- _Work to do_: Starting at the top of the records and going on through the line with "x=268, y=386", rewrite those lines as a numbered list without blank lines. Leave the pictures out.

- _Source material_:

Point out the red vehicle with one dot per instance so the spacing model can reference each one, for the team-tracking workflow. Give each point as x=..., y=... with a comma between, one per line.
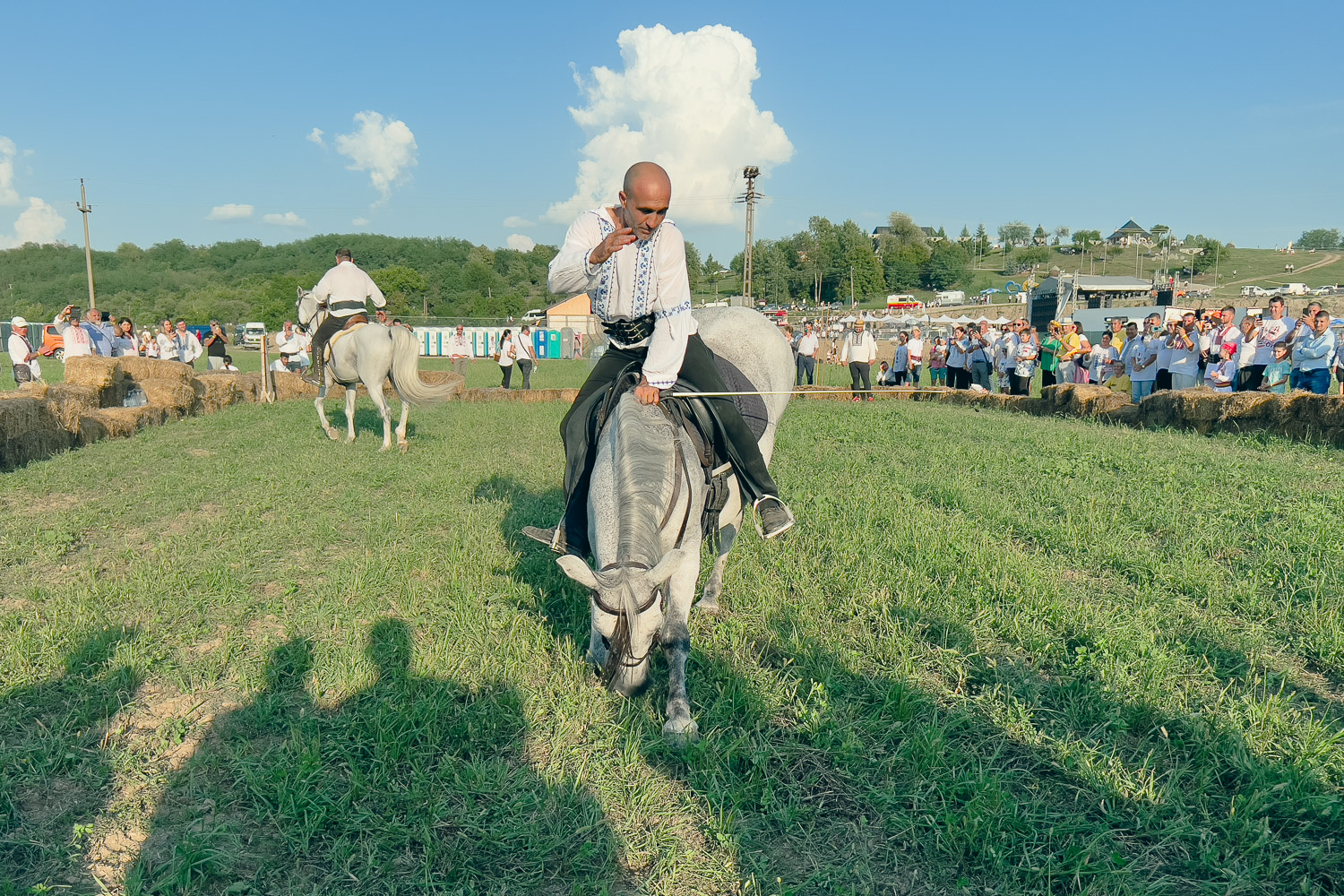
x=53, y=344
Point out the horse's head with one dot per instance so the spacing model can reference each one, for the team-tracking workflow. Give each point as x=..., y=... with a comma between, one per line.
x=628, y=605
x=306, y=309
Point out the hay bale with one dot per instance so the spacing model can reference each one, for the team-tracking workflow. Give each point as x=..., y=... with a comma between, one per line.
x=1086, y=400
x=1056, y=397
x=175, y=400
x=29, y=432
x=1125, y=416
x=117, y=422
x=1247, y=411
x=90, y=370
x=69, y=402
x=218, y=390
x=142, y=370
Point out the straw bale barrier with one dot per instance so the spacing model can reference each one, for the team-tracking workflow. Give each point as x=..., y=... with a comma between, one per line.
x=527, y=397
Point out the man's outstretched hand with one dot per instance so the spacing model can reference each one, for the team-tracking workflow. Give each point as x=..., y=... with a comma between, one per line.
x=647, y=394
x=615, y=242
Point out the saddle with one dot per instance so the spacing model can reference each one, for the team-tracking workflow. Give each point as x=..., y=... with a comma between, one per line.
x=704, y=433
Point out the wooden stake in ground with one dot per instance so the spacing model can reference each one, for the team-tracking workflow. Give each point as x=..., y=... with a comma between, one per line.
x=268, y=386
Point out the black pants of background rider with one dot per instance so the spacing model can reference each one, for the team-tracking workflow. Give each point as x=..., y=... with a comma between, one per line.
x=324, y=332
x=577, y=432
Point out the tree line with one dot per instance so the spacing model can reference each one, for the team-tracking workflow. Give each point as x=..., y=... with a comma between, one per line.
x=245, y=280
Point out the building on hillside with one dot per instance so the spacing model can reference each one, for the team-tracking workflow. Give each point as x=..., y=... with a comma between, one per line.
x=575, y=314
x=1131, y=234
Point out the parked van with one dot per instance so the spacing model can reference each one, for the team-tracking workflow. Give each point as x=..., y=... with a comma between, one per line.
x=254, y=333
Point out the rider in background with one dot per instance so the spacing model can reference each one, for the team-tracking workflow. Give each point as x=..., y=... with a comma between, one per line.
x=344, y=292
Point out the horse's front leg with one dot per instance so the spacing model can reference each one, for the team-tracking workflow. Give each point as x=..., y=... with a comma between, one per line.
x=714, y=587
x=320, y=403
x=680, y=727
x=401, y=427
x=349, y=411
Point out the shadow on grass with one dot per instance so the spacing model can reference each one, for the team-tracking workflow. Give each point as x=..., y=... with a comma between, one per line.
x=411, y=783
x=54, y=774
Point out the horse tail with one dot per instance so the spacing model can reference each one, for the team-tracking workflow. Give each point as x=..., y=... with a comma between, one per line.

- _Task output_:
1. Point out the red vehicle with one dot per instance so the spacing model can reference each one, for the team-tracking workflow. Give each point as x=..., y=... with a comma between, one per line.
2. x=53, y=344
3. Point out the horse's head with one dot per instance so the spacing model can reference each one, for the team-tracking workflow. Give each point as x=..., y=... with a comma between, one per line.
4. x=628, y=605
5. x=306, y=309
6. Point out the hay bale with one dot per instance so the spacing model can reference each one, for the team-tracking workflow. Give each point as x=..., y=... with a comma between, one per line.
7. x=1086, y=400
8. x=1056, y=397
9. x=175, y=400
10. x=29, y=432
11. x=1125, y=416
12. x=117, y=422
13. x=1247, y=411
14. x=90, y=370
15. x=69, y=402
16. x=218, y=390
17. x=142, y=370
18. Point out the straw bale barrier with one dot per instance so the spacing model can reference each one, for the team-tracking workflow. Give each point as x=..., y=... with a comma between, one per line.
19. x=527, y=397
20. Point out the man's outstretched hand with one dot per instance so the spacing model can reference each one, for the team-tracking workflow. Give each point as x=..., y=... with a comma between, one per line.
21. x=647, y=394
22. x=615, y=242
23. Point out the saddle with one dot per instance so the spacing model can reference each one, for the team-tracking workflow. Give each point as x=..., y=... with a comma between, one per line.
24. x=704, y=433
25. Point out the wooden stake in ground with one dot per instance so the spacing model can reference each one, for the team-tracking workflow. Give each point as x=..., y=... with a comma between, one per line.
26. x=268, y=386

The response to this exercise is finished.